■ **EXERCISE DETAILS**
From the first line to the last, output the records exactly and drop any images.

(WORKING DATA)

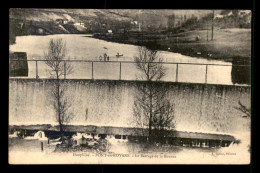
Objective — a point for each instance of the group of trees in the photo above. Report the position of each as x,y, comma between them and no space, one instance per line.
152,111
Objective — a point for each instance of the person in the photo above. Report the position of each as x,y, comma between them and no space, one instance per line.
105,56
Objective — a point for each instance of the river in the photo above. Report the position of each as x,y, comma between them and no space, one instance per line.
84,47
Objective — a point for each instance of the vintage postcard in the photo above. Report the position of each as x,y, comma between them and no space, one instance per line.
139,86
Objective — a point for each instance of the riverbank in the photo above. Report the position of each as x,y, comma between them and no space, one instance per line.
226,45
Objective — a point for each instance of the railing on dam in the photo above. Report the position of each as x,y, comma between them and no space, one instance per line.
126,70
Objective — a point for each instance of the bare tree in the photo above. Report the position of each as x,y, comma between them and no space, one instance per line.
151,109
58,68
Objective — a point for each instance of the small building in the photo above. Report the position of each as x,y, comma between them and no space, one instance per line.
79,24
61,21
219,16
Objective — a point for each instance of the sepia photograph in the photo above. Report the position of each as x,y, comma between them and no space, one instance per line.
129,86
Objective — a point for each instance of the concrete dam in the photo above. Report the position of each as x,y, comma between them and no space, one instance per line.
198,107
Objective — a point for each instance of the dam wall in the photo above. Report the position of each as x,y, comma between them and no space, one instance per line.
198,107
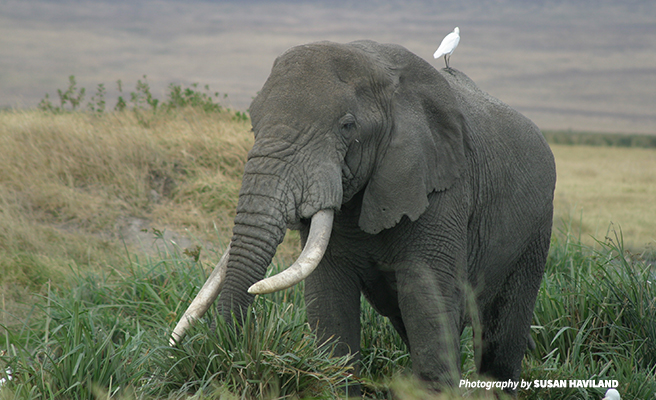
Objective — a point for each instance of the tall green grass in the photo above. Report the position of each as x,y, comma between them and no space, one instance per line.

(End WORKING DATA)

■ **TASK RESULT**
Objective — a point for each instance of the group of trees in the photo above. Report the position of each as x,y, comma between them and no space, one instance per line.
152,111
Objective — a point for each instance of the person in the photo above. Report the position of each as x,y, comma between them and no space, one instance per line.
105,56
Objective — a point for each instance of the river in the photo above. Report the position of each as x,y, comma between them and no space, one instance per line.
84,47
Objective — a point for each instance of the vintage postcard in the photo above. Report the position of each as x,y, comma between them and no space, one instance per line.
139,86
Objective — a point for each instance of the riverbank in the photo above. Report the position of each as x,y, comma between them and no space, one instance per line.
226,45
Objective — a point for each instance of the railing on dam in the photo above. Report the position of each as x,y, comma between them and no space, one instance per line.
126,70
Objective — a point for each instance of the bare tree in the photo above. Report the position of each as x,y, comma between them and no space, one instance per line.
151,109
58,68
Objective — a point for each instance of the small building in the photo above. Report the position of each as x,y, comma between them and no space, one instance per line.
79,24
61,21
219,16
Objective — a point for each instance of the sepia photograph in the photo above. Report the position of each as x,y, comma between them and no space, one instance per line.
129,86
Objective — a point for each instance of the concrete dam in the photo above. Report the position of each as x,y, comma between them and no space, one instance per line.
198,107
Objective — a point for each instance of the dam wall in the photo above. Report the position of each as x,y, comma between them and no space, one instance per line.
198,107
Objective — a point for each instance of the tall green grass in the photo above. Report the position of each as x,y, comma between them and no space, one instance per line.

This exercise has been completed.